** TASK GOAL **
Extract all of the entries and set them down verbatim.

*** Opening of DATA TO EXAMINE ***

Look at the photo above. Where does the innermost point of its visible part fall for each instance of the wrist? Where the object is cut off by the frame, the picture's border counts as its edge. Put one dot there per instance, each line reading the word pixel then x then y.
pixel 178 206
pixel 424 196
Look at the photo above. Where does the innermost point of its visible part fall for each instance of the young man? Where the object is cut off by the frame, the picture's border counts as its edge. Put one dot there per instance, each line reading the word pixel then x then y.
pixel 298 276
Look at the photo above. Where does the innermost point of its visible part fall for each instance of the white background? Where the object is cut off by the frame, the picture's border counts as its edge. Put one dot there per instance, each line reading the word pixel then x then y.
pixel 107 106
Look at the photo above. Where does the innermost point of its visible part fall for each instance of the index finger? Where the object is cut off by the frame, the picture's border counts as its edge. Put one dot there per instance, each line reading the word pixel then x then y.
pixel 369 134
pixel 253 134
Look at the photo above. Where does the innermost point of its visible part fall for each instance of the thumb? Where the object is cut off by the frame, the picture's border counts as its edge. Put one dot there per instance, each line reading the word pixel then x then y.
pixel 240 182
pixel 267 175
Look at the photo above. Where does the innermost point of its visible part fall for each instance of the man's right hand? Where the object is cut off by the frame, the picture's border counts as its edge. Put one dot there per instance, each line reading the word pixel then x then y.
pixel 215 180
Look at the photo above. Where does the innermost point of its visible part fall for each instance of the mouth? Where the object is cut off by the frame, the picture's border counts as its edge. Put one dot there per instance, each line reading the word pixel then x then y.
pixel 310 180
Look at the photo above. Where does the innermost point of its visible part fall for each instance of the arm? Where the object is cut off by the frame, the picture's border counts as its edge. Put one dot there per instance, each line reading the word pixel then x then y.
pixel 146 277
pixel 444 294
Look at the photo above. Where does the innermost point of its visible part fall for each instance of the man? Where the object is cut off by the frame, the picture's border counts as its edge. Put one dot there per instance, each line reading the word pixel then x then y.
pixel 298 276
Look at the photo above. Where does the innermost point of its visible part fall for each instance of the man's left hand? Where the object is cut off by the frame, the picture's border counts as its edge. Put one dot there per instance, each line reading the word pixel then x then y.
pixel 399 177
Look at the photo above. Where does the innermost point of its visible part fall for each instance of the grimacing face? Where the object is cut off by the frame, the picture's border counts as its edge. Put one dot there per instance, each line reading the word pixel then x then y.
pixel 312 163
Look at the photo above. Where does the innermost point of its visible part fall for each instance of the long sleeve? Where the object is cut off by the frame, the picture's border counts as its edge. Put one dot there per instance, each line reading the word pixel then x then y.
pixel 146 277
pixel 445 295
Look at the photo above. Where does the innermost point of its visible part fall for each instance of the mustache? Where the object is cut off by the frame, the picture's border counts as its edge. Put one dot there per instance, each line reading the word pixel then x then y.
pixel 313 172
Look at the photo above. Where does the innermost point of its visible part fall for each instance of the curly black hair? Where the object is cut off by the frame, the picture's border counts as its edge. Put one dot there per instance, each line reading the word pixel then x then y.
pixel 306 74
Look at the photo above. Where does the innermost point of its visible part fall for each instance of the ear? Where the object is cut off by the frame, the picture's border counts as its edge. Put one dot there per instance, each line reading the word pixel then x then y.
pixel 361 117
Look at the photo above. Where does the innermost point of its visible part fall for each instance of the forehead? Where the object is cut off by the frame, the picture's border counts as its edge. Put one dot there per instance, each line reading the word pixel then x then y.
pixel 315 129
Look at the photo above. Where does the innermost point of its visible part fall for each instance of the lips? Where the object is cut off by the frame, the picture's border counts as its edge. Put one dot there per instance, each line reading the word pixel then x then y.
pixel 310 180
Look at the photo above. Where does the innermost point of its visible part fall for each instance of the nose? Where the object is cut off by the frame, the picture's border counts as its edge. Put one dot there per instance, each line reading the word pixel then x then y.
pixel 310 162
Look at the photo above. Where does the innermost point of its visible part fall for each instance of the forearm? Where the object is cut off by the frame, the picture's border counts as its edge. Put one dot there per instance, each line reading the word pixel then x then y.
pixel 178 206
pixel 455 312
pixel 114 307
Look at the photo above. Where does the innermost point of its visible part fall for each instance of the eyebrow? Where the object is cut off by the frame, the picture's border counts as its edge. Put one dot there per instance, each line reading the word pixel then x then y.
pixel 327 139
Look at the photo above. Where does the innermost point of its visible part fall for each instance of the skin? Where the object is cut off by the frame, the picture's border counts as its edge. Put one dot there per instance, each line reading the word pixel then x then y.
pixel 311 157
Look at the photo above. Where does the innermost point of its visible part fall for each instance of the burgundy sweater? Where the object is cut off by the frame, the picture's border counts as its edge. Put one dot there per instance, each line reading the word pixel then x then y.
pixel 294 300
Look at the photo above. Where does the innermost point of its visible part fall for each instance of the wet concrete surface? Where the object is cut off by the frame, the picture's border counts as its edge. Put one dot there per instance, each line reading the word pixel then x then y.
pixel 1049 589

*** Close of DATA TO EXAMINE ***

** ANSWER AREA **
Look at the photo above. Where does the innermost point of its visible part fall for each instance of the wrist? Where the object is cut off by the frame, the picture's border counts as its edge. Put one dot there per instance, each line reading the word pixel then x then y.
pixel 178 206
pixel 424 196
Look at the photo above. Where does the innermost point of its visible part fall for each instance of the young man? Where the object is cut off by the frame, the picture's border counts as its edge. Put one dot there per instance, each line reading the word pixel then x then y.
pixel 298 276
Look at the photo above. Where does the innermost point of its visible part fall for each instance of the white background? Where the object is cut off by the frame, the picture's border counts as its edge. Put one dot there per instance, each line reading the word pixel then x then y.
pixel 107 106
Look at the photo above. Where does the innermost point of its visible part fall for each instance of the index finger? Where the object is cut off by the frame, the picture's border counts as its edge. Put one dot there per instance, each line reading the word pixel then x then y.
pixel 369 134
pixel 253 134
Look at the photo above. Where does the innermost point of its visible part fall for each instance of the thumb? Where the object is cut off by the frame, the picture's border counts as its edge. Put one dot there per instance, each line reading the word pixel then x then y.
pixel 240 182
pixel 267 175
Look at the photo above. Where does the innermost point of its visible part fall for each instance of the man's right hand? Where the object is cut off by the frame, the picture's border counts as its edge. Put one dot there per instance, each line reading the word pixel then x then y.
pixel 215 180
Look at the photo above. Where does the innermost point of its visible part fall for each instance of the mouth? Where the object is cut off by the frame, the picture's border counts as its edge. Put one dot there per instance, each line reading the word pixel then x then y.
pixel 310 180
Look at the photo above. Where does the innermost point of its visible part fall for each instance of the arm? Where the object is cut off by the frame, the picture's border counts as its edge. Put one dot there per instance, each line reading the word pixel then x then y.
pixel 146 277
pixel 444 294
Look at the photo above. Where does the innermost point of its visible part fall for each instance of the man? Where the object is cut off by the frame, the picture's border counts as its edge. Put one dot there per instance, each line reading the word pixel then x then y.
pixel 298 276
Look at the photo above. Where does the innermost point of its visible part fall for each instance of the man's left hand? Where the object is cut off by the frame, the picture's border counts as its edge. Put one dot there per instance, each line reading the word pixel then x then y.
pixel 399 177
Look at the photo above. Where does the innermost point of its visible part fall for each instance of the grimacing face? Where the object is cut off by the frame, the picture's border counts as its edge. Put one dot there per instance, each line reading the word pixel then x then y.
pixel 312 163
Look at the photo above. Where does the innermost point of its visible part fall for each instance of the long sleeve? Where the object is cut off by the frame, the picture's border counts as its edge. Put one dot there per instance, each line reading the word pixel then x then y.
pixel 146 277
pixel 445 295
Look at the photo above. Where does the innermost point of its visible part fall for each instance of the mustache? Where the object is cut off by the frame, the picture's border counts as its edge. Put one dot there per instance, each line reading the word pixel then x then y.
pixel 313 172
Look at the photo above. Where does the innermost point of its visible part fall for each instance of the curly black hair? Where the object is cut off by the frame, the picture's border counts as its edge. Put one dot there per instance, each line reading the word pixel then x then y.
pixel 306 74
Look at the photo above. Where does the innermost point of its visible part fall for each instance of the ear? Where the object is cut off by the frame, the picture's border counts as its edge. Put one dot there per instance, each line reading the word pixel then x then y.
pixel 361 117
Look at the photo above. Where does the innermost point of its visible part fall for each instance of the forehead? Where the object is cut off by the frame, the picture's border counts as its edge. Put one dot there per instance, each line reading the word pixel then x then y.
pixel 315 129
Look at the photo above. Where does the innermost point of its visible part fall for each instance of the lips? Where the object is cut off by the frame, the picture's border counts as its edge. Put one dot there per instance, each line reading the word pixel then x then y.
pixel 310 180
Look at the photo above. Where does the innermost point of its visible part fall for each instance of the nose? Where the object is cut off by the frame, the picture's border counts as its edge. Put one dot there per instance, each line reading the word pixel then x then y.
pixel 310 162
Look at the photo above. Where does the innermost point of its visible part fall for each instance of the forearm? Where the object is cut off by the frame, the picture's border counts as its edge. Put one dot there per instance, each line reading the word pixel then x then y.
pixel 178 206
pixel 455 312
pixel 114 307
Look at the photo above. Where does the innermost point of its visible part fall for each instance of the eyebrow? Where the object is cut off by the frame, the picture's border counts as its edge. Put one dot there per instance, each line reading the word pixel then x then y.
pixel 327 139
Look at the photo above. Where does the innermost point of its visible part fall for each instance of the skin? Where the object is cut off by the frame, the picture's border counts as its edge. Put one dot there per instance, each line reading the word pixel then x then y.
pixel 311 157
Look at the photo above. Where does the innermost point of its visible part fall for each instance of the burgundy sweater? Where the object is cut off by the frame, the picture's border counts as its edge. Put one dot there per instance, each line reading the word pixel then x then y.
pixel 294 300
Look at the photo above. Where does the innermost point of its visible part fall for each instance of the wet concrete surface? Where the object is cut off by the frame, the picture's border counts as its edge. Put one dot there per instance, each line reading the word pixel then x then y.
pixel 1049 589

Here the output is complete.